- [Selected text]
══════════════════════════════

XML parsing with SwiftWasm crashes execution environment

I'm encountering what appears to be memory corruption using XMLParser from FoundationXML to parse XML payloads when executing via Wasm.

The payloads are SVG. The parser works great when executing natively on macOS, Linux, Windows, iOS, and Android (thanks @Finagolfin!). However, when built for Wasm and executing the parser with a .wasm bundle using Electron, the iOS built-in Wasm execution engine in WKWebView, Wasmtime on Android, or even just vanilla Wasmtime on macOS, I get a crash during, at the end of, or shortly after, parsing an SVG payload. I can get it to happen with simple regular XML payloads as well.

I haven't been able to pin down the issue to a specific spot, but it appears to be in either _CFXMLInterface or libxml2 itself, likely related to attribute parsing or memory management related to attributes.

I've reduced the issue to a small test project that only requires FoundationXML. However, the small test project does not always reproduce the issue, as it is generally invalid memory accesses after parsing (or SVG processing during parsing) that actually cause the crash. To make this reproducible, we've forked wasmtime and gotten its wmemcheck feature to work with Swift's memory allocation scheme. It shows the first memory access violation shortly after the event, when trying to print an element's attributes in the parser delegate's parser(_:didStartElement:) method.

Reproduction on macOS is as follows:

Install SwiftWasm 5.10.0 Release, then create a small executable package:

% mkdir xml-test
% cd xml-test
% /Library/Developer/Toolchains/swift-wasm-5.10.0-RELEASE.xctoolchain/usr/bin/swift package init --type executable

Edit main.swift to be:

import Foundation
#if canImport(FoundationXML)
import FoundationXML
#endif

let xml = "<a b='0' />"

let parser = XMLParser(data: xml.data(using: .utf8)!)
class ParserDelegate: NSObject, XMLParserDelegate {
    func parser(_ parser: XMLParser, didStartElement elementName: String, namespaceURI: String?, qualifiedName qName: String?, attributes: [String: String] = [:]) {
        print("parser(_:didStartElement:) elementName: \(elementName) attributes: \(attributes)")
    }
}
let parserDelegate = ParserDelegate()
parser.delegate = parserDelegate

let parseCompleted = parser.parse()

══════════════════════════════

Continue the SwiftWasm XML parsing crash report from its last line.

- [Dataset content]
══════════════════════════════

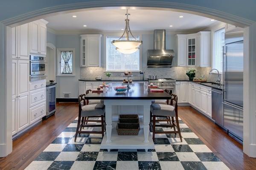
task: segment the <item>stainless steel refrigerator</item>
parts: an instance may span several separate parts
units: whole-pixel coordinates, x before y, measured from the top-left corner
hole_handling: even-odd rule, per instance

══════════════════════════════

- [Answer for this exercise]
if !parseCompleted {
    print("Parsing failed")
}

Build the project with the SwiftWasm toolchain:

% /Library/Developer/Toolchains/swift-wasm-5.10.0-RELEASE.xctoolchain/usr/bin/swift build --triple wasm32-unknown-wasi

Run .build/debug/xml-test.wasm using e.g. wasmtime, likely will successfully print: parser(_:didStartElement:) elementName: a attributes: ["b": "0"]

Use this fork of wasmtime with its wmemcheck feature configured for use with Swift's memory allocation scheme:

Install Rust (% curl --proto '=https' --tlsv1.2 -sSf https://sh.rustup.rs | sh)
% git clone https://github.com/cobbal/wasmtime
% cd wasmtime
% git checkout cobbal/swift-wasm-wmemcheck
% cargo build --features wmemcheck
% ./target/debug/wasmtime -W wmemcheck ../xml-test/.build/debug/xml-test.wasm 

Execution should fail with a stack trace and Invalid store at addr 0x3ab9b8 of size 4, though it appears to be stack corruption, so your result may vary.

This has been a tough nut to crack. Any help would be appreciated! @kateinoigakukun from my reading on the various SwiftWasm repos, this might be adjacent to something you've been working on.

1 Like

Do you know it to crash with just about any SVG (albeit randomly, I understand)? If not, could you provide a simple SVG that you have gotten to crash the project? I am curious to see if I can reproduce it.

Also does it crash when you’re not running in debug build? I know that the stacks get too big with debug binaries. I ran into this problem in projects unrelated to XML. At least, if I recall correctly, it was the stack getting to large (?) — now I am not sure I remember correctly, but it was definitely a stack related bug. I always debug in release mode to avoid it.

Its actually really easy to have happen, but only if compiling for Wasm. In the example above, the document is let xml = "<a b='0' />". That document demonstrably causes memory issues. One that actually crashes very consistently is:

<svg viewBox="0 0 100 100"><g><g><g><g><g><g><g><g><g><g></g></g></g></g></g></g></g></g></g></g></svg>

It will crash without the attribute, but having an attribute (or referencing the svg namespace with xmlns) seems to reproduce the crash more easily.

The test case we're using with our internal lib (name redacted out of an abundance of caution) looks like this:

import OurCompanySVGParserLib

let svg = """
<svg>
<g>
<g>
<g>
<g>
<g>
<g>
<g>
<g>
<g>
<g>
</g>
</g>
</g>
</g>
</g>
</g>
</g>
</g>
</g>
</g>
</svg>
"""

let rootSVG = try? OurCompanySVGParserLib.Parser.parse(svg).get()
print(rootSVG?.serialize() ?? "Could not parse")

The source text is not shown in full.